— Begin SUPPLIED TEXT —

Green Pastures

If you ever find yourself in need of a good fairy tale, just flip on a commercial for one of those big box home improvement stores.

Lowe’s and Home Depot would like us to believe that home projects are magical family bonding experiences.  Have you seen the Lowe’s commercial featuring a young, attractive couple skipping through the store aisles before giddily loading their truck with all the necessary supplies?  Back at home, the happy duo straps on cute safety glasses and high-five each other as they knock down walls.  Fast forward another 2 or 3 seconds:  the mess is gone, the project complete, and all that’s left is to sit and enjoy a mocha in their newly renovated retreat.

If only.

In this house, we divide and conquer any time a trip to the Homer D is required.  Have you ever tried shopping for kitchen cabinets with toddlers?  They like to hide inside of them, and it’s not terribly relaxing, let alone conducive to making good choices.

— End SUPPLIED TEXT —
— Begin LISTED ENTRIES —

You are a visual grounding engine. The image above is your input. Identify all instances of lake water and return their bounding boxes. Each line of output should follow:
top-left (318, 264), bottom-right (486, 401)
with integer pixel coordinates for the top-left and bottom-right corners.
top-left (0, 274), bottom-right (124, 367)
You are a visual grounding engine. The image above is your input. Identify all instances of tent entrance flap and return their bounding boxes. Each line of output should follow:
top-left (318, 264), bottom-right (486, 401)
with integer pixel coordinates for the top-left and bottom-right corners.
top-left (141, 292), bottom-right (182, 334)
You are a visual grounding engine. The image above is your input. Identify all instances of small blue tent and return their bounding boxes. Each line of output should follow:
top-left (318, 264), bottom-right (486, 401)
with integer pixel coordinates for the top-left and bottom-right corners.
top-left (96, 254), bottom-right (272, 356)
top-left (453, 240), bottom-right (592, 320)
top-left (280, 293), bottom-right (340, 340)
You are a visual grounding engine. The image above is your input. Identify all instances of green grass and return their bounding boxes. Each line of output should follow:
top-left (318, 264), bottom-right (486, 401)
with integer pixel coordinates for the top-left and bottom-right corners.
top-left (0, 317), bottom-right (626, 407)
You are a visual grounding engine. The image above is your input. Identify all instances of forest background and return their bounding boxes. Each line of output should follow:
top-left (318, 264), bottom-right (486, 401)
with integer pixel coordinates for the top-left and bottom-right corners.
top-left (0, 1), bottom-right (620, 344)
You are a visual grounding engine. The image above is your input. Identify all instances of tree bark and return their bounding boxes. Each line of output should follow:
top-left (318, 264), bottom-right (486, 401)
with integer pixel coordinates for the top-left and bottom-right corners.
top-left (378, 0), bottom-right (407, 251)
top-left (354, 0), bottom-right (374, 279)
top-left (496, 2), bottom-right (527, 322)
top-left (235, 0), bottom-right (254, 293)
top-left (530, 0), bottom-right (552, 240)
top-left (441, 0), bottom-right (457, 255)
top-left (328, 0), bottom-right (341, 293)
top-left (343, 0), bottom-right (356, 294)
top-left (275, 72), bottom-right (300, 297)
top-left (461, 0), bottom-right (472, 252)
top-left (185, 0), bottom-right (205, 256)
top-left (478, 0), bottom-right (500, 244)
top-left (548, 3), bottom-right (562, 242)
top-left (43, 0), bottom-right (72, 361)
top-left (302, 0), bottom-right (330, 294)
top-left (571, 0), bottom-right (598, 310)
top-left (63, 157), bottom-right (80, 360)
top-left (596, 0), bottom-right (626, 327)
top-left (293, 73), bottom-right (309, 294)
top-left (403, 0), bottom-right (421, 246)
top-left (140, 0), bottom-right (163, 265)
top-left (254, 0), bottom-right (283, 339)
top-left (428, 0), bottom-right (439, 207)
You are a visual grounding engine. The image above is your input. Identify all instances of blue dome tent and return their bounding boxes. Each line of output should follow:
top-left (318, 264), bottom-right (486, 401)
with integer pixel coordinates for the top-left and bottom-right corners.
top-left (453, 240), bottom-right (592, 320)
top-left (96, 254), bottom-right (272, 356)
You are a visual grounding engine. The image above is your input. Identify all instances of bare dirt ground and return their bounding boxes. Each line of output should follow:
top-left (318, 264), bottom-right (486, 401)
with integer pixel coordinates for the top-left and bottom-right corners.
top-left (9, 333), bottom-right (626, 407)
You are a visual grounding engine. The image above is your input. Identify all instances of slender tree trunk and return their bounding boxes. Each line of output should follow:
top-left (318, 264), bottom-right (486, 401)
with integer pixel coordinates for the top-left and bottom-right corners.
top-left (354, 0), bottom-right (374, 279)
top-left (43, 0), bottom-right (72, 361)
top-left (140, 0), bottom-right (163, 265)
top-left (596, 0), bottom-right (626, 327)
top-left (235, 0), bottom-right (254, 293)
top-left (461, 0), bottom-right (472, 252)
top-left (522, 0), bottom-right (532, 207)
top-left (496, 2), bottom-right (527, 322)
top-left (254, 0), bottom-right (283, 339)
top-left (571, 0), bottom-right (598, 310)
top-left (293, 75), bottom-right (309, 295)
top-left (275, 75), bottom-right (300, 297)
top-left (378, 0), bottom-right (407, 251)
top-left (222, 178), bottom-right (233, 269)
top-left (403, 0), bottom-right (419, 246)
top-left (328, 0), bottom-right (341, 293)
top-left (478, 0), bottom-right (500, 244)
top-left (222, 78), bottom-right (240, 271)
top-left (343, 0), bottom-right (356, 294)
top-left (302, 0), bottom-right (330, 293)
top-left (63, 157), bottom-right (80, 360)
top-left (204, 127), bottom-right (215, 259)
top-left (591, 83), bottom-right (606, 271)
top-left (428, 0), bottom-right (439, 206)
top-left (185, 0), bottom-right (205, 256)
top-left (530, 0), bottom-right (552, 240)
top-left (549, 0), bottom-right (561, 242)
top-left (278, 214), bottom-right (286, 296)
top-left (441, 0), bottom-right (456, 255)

— End LISTED ENTRIES —
— Begin LISTED ENTRIES —

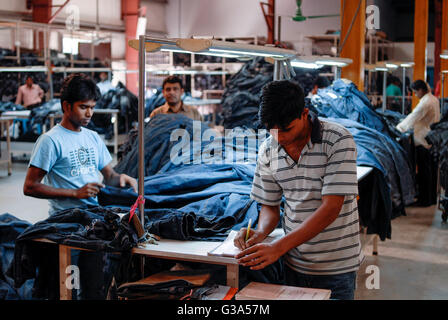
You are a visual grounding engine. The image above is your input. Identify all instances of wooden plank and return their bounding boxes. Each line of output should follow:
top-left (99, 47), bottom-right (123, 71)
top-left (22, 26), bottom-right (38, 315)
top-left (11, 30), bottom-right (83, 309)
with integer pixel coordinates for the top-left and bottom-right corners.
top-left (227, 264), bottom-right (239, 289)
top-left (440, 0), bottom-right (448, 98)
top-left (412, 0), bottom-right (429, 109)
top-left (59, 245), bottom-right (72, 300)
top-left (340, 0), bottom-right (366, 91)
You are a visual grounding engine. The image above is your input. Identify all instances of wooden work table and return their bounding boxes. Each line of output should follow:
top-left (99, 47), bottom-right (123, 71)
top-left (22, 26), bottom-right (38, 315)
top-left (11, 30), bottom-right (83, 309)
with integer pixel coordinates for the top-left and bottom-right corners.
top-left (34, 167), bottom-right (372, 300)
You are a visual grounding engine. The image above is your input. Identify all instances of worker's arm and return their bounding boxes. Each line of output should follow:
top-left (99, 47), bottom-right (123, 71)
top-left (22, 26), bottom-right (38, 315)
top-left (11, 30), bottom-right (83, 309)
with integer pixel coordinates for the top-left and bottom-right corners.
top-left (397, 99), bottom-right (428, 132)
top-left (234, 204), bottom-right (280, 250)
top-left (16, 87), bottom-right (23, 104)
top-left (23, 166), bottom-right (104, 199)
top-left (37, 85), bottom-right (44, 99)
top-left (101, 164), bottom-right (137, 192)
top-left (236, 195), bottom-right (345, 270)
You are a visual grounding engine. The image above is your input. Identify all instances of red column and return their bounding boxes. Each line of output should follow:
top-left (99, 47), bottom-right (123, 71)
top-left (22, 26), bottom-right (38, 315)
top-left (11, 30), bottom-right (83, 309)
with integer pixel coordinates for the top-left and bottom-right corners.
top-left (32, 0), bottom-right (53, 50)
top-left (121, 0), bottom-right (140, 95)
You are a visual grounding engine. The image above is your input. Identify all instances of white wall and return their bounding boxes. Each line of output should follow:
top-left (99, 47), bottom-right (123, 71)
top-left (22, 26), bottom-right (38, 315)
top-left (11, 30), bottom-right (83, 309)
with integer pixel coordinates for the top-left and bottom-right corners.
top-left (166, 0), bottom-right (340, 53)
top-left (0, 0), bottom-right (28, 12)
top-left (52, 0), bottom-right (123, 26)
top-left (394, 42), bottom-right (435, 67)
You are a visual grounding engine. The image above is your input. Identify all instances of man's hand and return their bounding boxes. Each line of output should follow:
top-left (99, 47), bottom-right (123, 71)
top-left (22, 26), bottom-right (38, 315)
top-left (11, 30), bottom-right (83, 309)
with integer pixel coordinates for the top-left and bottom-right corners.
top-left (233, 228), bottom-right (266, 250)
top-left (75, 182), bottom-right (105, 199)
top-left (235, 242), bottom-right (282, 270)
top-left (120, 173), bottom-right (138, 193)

— End LISTED ENTRIES —
— Begin LISTED ENTRIES —

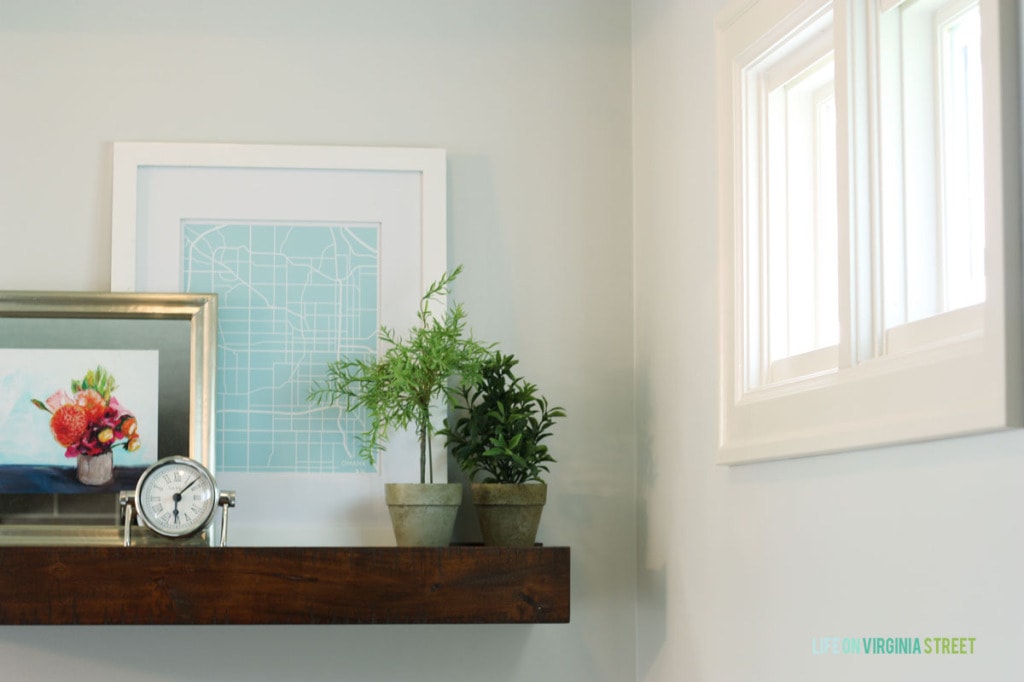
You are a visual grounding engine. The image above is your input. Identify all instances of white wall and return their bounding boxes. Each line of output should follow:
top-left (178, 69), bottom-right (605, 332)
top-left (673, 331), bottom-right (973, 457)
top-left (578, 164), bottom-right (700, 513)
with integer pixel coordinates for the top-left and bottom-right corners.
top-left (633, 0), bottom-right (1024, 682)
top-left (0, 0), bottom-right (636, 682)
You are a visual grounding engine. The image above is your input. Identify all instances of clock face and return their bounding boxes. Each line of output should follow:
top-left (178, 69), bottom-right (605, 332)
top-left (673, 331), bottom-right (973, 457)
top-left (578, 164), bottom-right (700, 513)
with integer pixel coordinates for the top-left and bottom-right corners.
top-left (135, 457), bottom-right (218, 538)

— End LISTED ENTRIES —

TASKS TO PERFORM
1) In the Green Pastures text, what does the couple in the Lowe's commercial sit and enjoy once their project is complete?
2) Write out, word for word, the part of the Green Pastures text that opens with the words containing "Lowe’s and Home" and closes with "newly renovated retreat.".

WORKED ANSWERS
1) A mocha in their newly renovated retreat.

2)
Lowe’s and Home Depot would like us to believe that home projects are magical family bonding experiences.  Have you seen the Lowe’s commercial featuring a young, attractive couple skipping through the store aisles before giddily loading their truck with all the necessary supplies?  Back at home, the happy duo straps on cute safety glasses and high-five each other as they knock down walls.  Fast forward another 2 or 3 seconds:  the mess is gone, the project complete, and all that’s left is to sit and enjoy a mocha in their newly renovated retreat.